__Exercise details__
Begin at the line that contains "Indicate the blue" and continue through the end of the items, writing those lines out again with "Indicate" switched to "Mark" and nothing else altered.

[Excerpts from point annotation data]

## begin

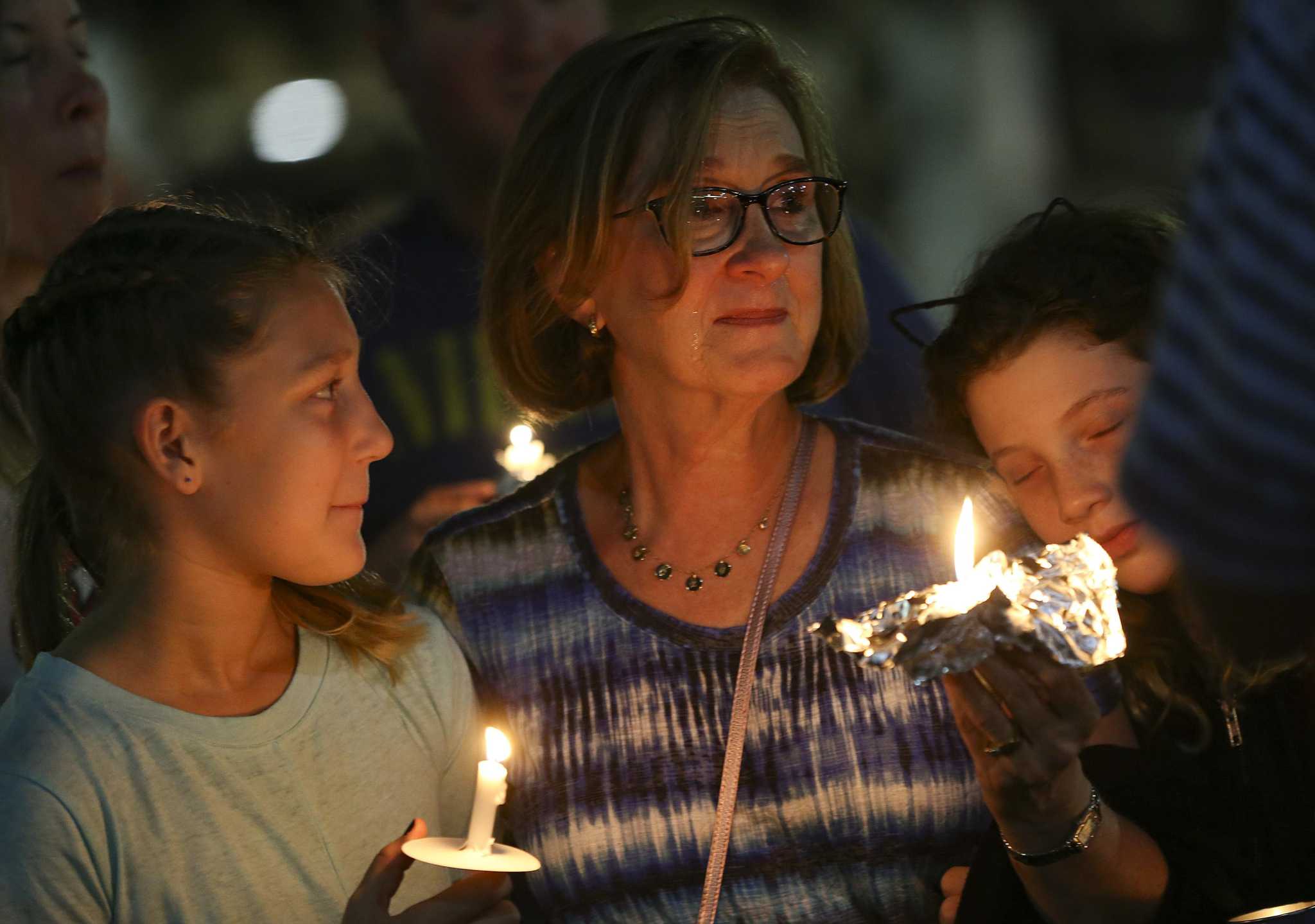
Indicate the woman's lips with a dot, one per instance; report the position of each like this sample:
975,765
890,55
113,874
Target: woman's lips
755,317
1120,541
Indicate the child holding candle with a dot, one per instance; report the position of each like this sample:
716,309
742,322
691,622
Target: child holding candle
1042,370
242,722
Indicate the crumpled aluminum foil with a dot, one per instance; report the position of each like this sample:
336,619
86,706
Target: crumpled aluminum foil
1061,602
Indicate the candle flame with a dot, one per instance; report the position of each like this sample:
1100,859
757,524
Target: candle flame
964,543
499,748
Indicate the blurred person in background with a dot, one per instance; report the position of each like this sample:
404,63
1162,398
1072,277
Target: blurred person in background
1223,458
53,116
469,73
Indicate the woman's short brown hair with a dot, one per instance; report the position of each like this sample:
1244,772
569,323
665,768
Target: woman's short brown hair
562,184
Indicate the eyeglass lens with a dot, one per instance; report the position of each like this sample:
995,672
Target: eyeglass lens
801,213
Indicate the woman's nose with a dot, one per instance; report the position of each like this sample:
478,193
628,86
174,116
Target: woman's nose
1079,494
85,100
759,250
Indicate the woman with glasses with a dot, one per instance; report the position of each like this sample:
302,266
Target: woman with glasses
670,234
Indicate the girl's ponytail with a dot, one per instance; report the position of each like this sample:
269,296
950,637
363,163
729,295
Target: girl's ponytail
46,602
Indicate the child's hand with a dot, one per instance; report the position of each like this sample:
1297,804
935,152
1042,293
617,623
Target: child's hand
476,900
1025,719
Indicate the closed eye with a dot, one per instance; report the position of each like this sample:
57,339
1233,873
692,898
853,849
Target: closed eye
1025,478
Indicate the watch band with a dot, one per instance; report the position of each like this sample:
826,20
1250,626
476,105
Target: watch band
1084,832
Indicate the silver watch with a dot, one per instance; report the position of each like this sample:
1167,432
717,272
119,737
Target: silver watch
1084,832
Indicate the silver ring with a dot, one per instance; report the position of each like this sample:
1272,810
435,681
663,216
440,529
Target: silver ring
1004,748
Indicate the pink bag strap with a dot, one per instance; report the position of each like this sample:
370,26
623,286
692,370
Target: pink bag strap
745,680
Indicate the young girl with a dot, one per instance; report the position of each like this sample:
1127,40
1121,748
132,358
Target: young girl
241,723
1042,369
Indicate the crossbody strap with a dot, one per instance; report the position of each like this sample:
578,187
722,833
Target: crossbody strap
745,680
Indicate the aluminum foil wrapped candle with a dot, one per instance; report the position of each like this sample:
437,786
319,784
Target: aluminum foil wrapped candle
1061,601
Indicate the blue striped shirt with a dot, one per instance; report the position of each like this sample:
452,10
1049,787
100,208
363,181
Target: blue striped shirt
857,792
1223,458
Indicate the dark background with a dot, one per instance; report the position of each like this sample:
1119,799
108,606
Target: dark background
954,119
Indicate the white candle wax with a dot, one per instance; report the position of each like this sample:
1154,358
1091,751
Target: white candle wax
489,792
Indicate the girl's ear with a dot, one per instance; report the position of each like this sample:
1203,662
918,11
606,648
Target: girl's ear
553,272
166,435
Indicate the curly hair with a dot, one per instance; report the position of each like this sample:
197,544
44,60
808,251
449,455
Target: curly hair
1090,270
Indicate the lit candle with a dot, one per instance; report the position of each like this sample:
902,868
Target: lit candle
525,458
489,792
1061,601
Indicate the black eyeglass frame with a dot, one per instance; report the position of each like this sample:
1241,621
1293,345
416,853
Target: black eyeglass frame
1042,217
747,199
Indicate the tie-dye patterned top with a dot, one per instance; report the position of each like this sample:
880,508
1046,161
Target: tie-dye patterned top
857,792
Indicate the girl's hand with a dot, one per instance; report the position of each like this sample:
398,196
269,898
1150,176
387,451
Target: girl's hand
1025,719
476,900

## end

__Result for this task__
Mark the blue striped shirt with a dot, one per instance; report the position of each like this sample:
452,10
1049,787
100,208
363,181
Target: blue striped shirt
857,792
1223,458
Mark the dark background with a dot, one per instance; report the position of each like this sample:
1119,799
108,606
Target: dark background
954,119
Mark the white candle wax with a dot, one per instance; report the position of each like this sample:
1154,358
1091,751
Target: white candle wax
489,792
Mark the girl's ear with a dot, one per instance; report the position of each like this sample:
1203,662
918,11
606,648
Target: girl's ear
553,272
166,435
Mark the curly hair with a dot, one per instance; report the position of each like this sample:
197,544
44,60
808,251
449,455
Target: curly hair
1090,270
Mark the lit candle with a dot, one per instance; report the position of each like this sample:
902,868
Target: lit candle
525,458
489,792
1061,601
Mark the black eyeglass frame with a dot, one per instance; report the position of each like this sample:
1241,621
1293,345
416,853
Target: black eyeglass frame
1042,217
747,199
Mark the tie-dye patterned top with a dot, one per instance; report the position of each like this sample:
880,508
1046,161
Target: tie-dye patterned top
857,792
Mark the girl's hand with a dot, one per instance; report the position of each like this sample:
398,196
269,898
1150,176
387,451
Target: girl's hand
1025,719
476,900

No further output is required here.